**Selected excerpt**
==================================================

Following our third AI Forum on “Chat GPT In Action,” we’re pleased to share “Towards the AI Transition,” an article by Šimun Strukan, the featured speaker at COTRUGLI Business School.
The Pandora Moment
As we stand at the threshold of a technological revolution, questions, fears, and bold predictions surround the AI transition. Some envision dystopian futures, mass unemployment, and even the end of humanity. While not entirely baseless, these fears can obscure the technology’s transformative potential.
Much like Pandora’s myth, where hope remained in the box after evils were unleashed, ChatGPT’s launch symbolized the opening of new possibilities. At its core, hope persists—offering us a chance to shape AI responsibly.
Math, Not Magic
Every human-made technology begins with mathematics. The same applies to AI. Neural networks, the foundation of today’s most powerful AI tools, were first theorized in 1943 by Warren McCulloch and Walter Pitts. Their work sparked an 80-year journey from theory to application.
In the 1950s and 60s, researchers at Stanford developed the first functional neural networks, ADALINE and MADALINE, which eliminated echo on telephone lines. Since then, the main hurdle to progress wasn’t ideas, but computational power.
ChatGPT-4, for example, has approximately 100 trillion parameters. Running it requires dozens of GPUs, each costing about $15,000, with daily maintenance costs potentially reaching millions. OpenAI keeps these numbers close, but the infrastructure demands are clear.
How ChatGPT Works
To understand ChatGPT, one must grasp basic AI terminology:
- Linear Algebra: Essential for neural network operations.
- Vectors: Numeric representations of words.
- Embeddings: Mapping words into high-dimensional space.
- Tokens: The smallest data units, such as words or punctuation.
- Training vs. Inference: Training adjusts model parameters; inference generates responses.
- Parameters: Weights the model learns to predict outcomes.

==================================================

**Record set**
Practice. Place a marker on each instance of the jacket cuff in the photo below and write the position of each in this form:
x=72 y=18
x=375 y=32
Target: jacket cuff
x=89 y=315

==================================================

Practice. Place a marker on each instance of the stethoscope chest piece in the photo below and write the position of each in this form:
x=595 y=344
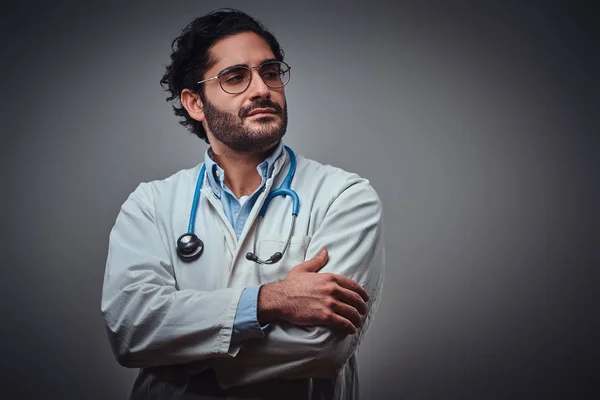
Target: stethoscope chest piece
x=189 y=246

==================================================

**Exercise details**
In the article on the AI transition, why does the author caution against the fears surrounding AI, even though they are not entirely baseless? Answer in one to three sentences.

**Response area**
The author cautions against them because these fears, including dystopian futures, mass unemployment and even the end of humanity, can obscure the technology's transformative potential.